Uma linha no mapa que sai da costa brasileira banhada pelo Oceano Atlântico, atravessa o território nacional e rompe a fronteira com o Paraguai, então penetra a Argentina e, na sequência, o Chile antes tocar o Pacífico — essa é uma das promessas do Plano de Integração Sul-Americana do governo Lula, a criação de uma rota “bioceânica”.
Desenvolvido dentro do Ministério do Planejamento e Orçamento, o programa prevê cinco rotas para a integração regional. João Villaverde, secretário de Articulação Institucional da pasta e um dos quadros que está à frente da agenda, afirma que entre o final de 2025 e o início de 2026, o trajeto rodoviário ligando os dois oceanos estará concluído.
A chamada “Rota de Capricórnio” não fica de pé hoje devido a duas questões de infraestrutura. A primeira é a necessidade de construção de uma ponte, sobre o Rio Paraguai, entre os municípios de Porto Murtinho, no Mato Grosso do Sul, e Carmelo Peralta, no país vizinho. A obra está 53% pronta e deve ser entregue em julho de 2025.
A segunda questão é a necessidade de pavimentação de um trecho com cerca de 250 quilômetros — hoje “barro puro” — na região do chaco (o pantanal paraguaio). A obra está em andamento e tem financiamento do Fonplata, mecanismo financeiro da região, cuja governadora no Brasil é a ministra do Planejamento e Orçamento, Simone Tebet.
“Até o final de 2025, mais tardar começo de 2026, teremos 100% da rota concluída. Isso quer dizer que poderemos sair do Mato Grosso do Sul, de São Paulo, até do Porto de Santos, no litoral, no Atlântico e fazer uma rota até os portos de Iquique ou Antofagasta, no Chile, no Pacífico”, indica o secretário.
Essa não é a primeira promessa ou projeto de uma rota bioceânica na América do Sul. Em 2015, por exemplo, o governo de Dilma Rousseff anunciou uma ferrovia transcontinental que cortaria o Brasil e o Peru, com investimentos chineses, mas a obra nunca saiu do papel.
Além de elaborar a agenda, o governo se dedica até aqui a encontros com estados brasileiros que dividem fronteiras na região e representantes dos países vizinhos, a fim de reconhecer necessidades locais de infraestrutura e regulação que são gargalos para a integração.
Também há reuniões com bancos regionais de desenvolvimento — onde a agenda obteve um de seus principais avanços. Quatro mecanismos, BNDES, BID, CAF e Fonplata, anunciaram que vão apoiar estes projetos com, no mínimo, US$ 10 bilhões. A instituição brasileira concentra US$ 3 bilhões, e os demais, US$ 7 bilhões.
O Novo PAC acolhe cerca de 124 projetos para a integração sul-americana. A ideia é de que os países vizinhos também passem a submeter seus empreendimentos aos bancos multilaterais a fim de obter financiamento e levá-los à frente.
A saída para o Pacífico e consequente acesso à Ásia é desejo antigo do Brasil, mas o Plano não se resume a isso, destaca Renata Amaral, secretária de Assuntos Internacionais e Desenvolvimento da pasta em entrevista. Segundo ela, a ideia é cruzar o continente e, no caminho, fortalecer trocas comerciais, sociais e culturais com os vizinhos.

- [DADOS REGISTRADOS]:

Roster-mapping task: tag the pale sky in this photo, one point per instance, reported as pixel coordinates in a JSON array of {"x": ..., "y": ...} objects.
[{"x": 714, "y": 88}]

- [OBJETIVO]: Retome o texto sobre a rota bioceânica a partir do ponto em que ele termina. As linhas formam um material à parte, independente do texto sobre a rota bioceânica.

- [RESPOSTA DA TAREFA]:
“Não são corredores, são rotas. Vamos fazer maior integração regional, com mais importação e exportação de produtos do Brasil para os vizinhos e dos vizinhos para o Brasil. No passado, olhamos para a Europa e o Atlântico, agora muda-se o paradigma, com olhar para vizinhos e Pacífico”, disse.
As cinco rotas
A rota um do Plano, chamada “Ilha das Guianas”, inclui integralmente os estados de Amapá e Roraima e partes do território do Amazonas e do Pará, articulada com a Guiana, a Guiana Francesa, o Suriname e a Venezuela. Na visão do governo brasileiro, a rota é crucial para introduzir o Brasil ao norte do continente e vice-versa.
Para que a rota ganhe vida é necessária, por exemplo, a pavimentação de trecho da BR-174, única ligação entre Roraima e o restante do país. A avaliação é de que com a realização da obra — que está incluída no Novo PAC — será possível aumentar o fluxo de mercadorias da Zona Franca de Manaus para o norte.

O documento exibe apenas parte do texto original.